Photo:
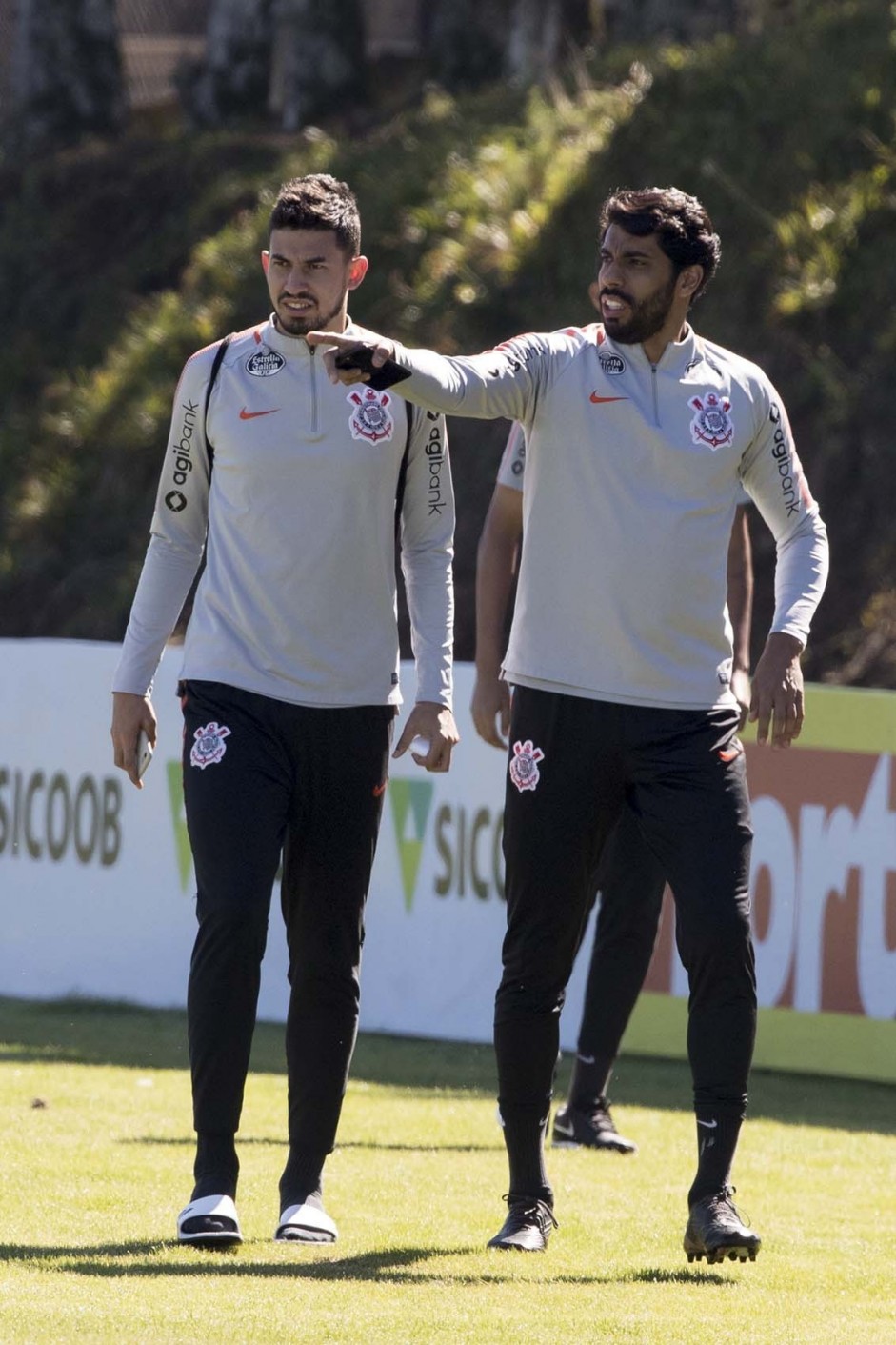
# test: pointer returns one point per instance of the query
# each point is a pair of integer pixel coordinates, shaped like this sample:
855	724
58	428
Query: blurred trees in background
66	75
479	206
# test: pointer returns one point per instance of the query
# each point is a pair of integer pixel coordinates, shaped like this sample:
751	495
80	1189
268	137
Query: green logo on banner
410	805
179	818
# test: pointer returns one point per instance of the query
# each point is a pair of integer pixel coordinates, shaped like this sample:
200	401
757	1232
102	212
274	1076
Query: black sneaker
210	1223
589	1130
714	1231
527	1227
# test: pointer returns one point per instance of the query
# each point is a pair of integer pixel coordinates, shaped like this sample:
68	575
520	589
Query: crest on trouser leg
524	766
209	744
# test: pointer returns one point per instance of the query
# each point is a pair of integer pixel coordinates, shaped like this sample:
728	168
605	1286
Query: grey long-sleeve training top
297	599
632	476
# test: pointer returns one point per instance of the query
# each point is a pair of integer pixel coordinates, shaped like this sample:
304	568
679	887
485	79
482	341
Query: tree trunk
66	71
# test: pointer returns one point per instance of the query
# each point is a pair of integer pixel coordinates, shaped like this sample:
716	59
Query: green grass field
97	1150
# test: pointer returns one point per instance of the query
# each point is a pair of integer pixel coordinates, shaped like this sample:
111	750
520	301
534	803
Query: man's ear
357	271
689	280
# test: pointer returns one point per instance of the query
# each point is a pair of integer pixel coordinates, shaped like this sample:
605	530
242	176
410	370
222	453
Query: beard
299	324
645	319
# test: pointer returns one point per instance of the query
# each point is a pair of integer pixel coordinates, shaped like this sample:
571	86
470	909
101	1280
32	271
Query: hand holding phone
361	356
144	753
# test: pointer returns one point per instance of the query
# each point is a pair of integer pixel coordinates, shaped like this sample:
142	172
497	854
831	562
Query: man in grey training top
289	682
639	436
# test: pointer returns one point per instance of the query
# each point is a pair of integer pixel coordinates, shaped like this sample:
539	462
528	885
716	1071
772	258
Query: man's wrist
786	643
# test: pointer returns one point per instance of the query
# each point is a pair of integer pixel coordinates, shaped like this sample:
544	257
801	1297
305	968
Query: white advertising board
97	878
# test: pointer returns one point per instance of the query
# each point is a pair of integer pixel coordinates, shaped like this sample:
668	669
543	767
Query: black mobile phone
361	356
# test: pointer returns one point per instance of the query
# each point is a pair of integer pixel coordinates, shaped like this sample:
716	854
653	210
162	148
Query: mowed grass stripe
91	1180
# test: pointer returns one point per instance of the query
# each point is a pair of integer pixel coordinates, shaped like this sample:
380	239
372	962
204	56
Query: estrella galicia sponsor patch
524	766
266	363
209	744
712	424
370	417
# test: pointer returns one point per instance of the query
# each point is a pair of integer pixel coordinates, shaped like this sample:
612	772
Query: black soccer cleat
210	1223
716	1231
592	1129
527	1227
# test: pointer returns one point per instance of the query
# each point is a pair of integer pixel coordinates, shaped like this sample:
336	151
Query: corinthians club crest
712	424
209	744
370	416
524	766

-----

[WHAT TO WORK ON] Copy every record above exactly, leaving out any pictures.

[SOLUTION TO THE EXERCISE]
Photo:
# test: pointer returns one point per instance of the query
# each point is a pair of integer pixel coordinates, shaped like this sample:
855	724
58	428
Query: blurred trees in background
66	75
479	206
# test: pointer returns one point per instance of the query
# each point is a pair of integer pixel coordinates, shaped like this sample:
751	495
80	1189
268	137
Query: green logo on banner
410	805
179	818
# test: pointer returns one point per instance of the query
# each point is a pair of integer pixel coordinates, shaped like this sample:
200	401
757	1232
102	212
274	1076
Query: black sneaker
210	1223
589	1130
714	1231
527	1227
# test: pointer returns one point per instance of the query
# each point is a pair of integer pixel coordinates, shaped like this sample:
68	575
520	589
Query: crest on trouser leg
524	766
209	744
# test: pointer returns one point per instance of the query
# each point is a pair of integer pixel coordinates, shaped like this sample:
728	168
605	1286
Query: grey long-sleeve training top
297	599
632	476
# test: pointer returns one point per instance of the query
# each point is a pair of integer pixel coordinates, shaped like this sample:
304	568
679	887
485	79
482	341
Query: tree trunk
66	71
# test: pointer returns one point per instance of the query
# each point is a pair of integer pixel coordinates, shaped like this sample:
716	59
Query: green grass field
97	1150
# test: pointer returns one point per instance of the query
# each point is a pair of integer pixel coordinates, shaped like this sample:
111	750
520	301
534	803
Query: man's ear
357	271
689	280
# test: pointer returns one point per instance of the query
# each point is a pair of integer pixel coordinates, shaped like this sample:
605	530
242	176
410	370
222	453
Query: beard
299	324
645	319
# test: pointer returns one point per instance of the query
# each point is a pair of integer pixel coordinates, shaped like this sample:
571	86
470	909
101	1280
32	271
Query: hand holding phone
361	356
144	753
# test: pointer returns one point per instance of the query
# each point is a pair of integer pixel coordinates, shaped like this sample:
142	172
497	854
831	562
Query: man in grey training top
289	682
639	436
# test: pointer returns one point per instance of the query
# each point is a pair of integer pixel coordinates, shaped like this sample:
539	462
528	885
716	1071
772	258
Query: man's wrist
786	643
# test: pointer returns one point per instance of the query
# each point is a pair of integer pixel coordinates, shaped like this sample:
544	257
801	1297
305	968
Query: white advertising board
97	878
# test: pointer returns one point per instance of the query
# each point is a pair of integer pixel coordinates, shaped like this sample:
668	669
543	767
Query: black mobile phone
361	356
# test: pointer returns one point per instance of the query
# each point is a pair of integer pixel coordinates, shaped like this sample:
716	854
653	210
162	148
Query: mowed grass stripe
91	1180
# test: pointer returns one point per instance of the query
# each point is a pair of integer pixel coordinates, shaped like this sample:
380	239
372	962
204	56
Query: estrella galicia sponsor patch
524	766
266	363
209	744
712	424
370	417
# test: pointer returns one point per instance of the query
# each point is a pair of integer pixel coordinates, shaped like this sample:
612	772
Query: black soccer cleat
210	1223
716	1231
592	1129
527	1227
# test: pointer returns one point per instance of the query
# each point is a pair of integer pixel coordinates, shaped like this sample:
336	151
Query: corinthians club crest
712	424
209	744
370	416
524	766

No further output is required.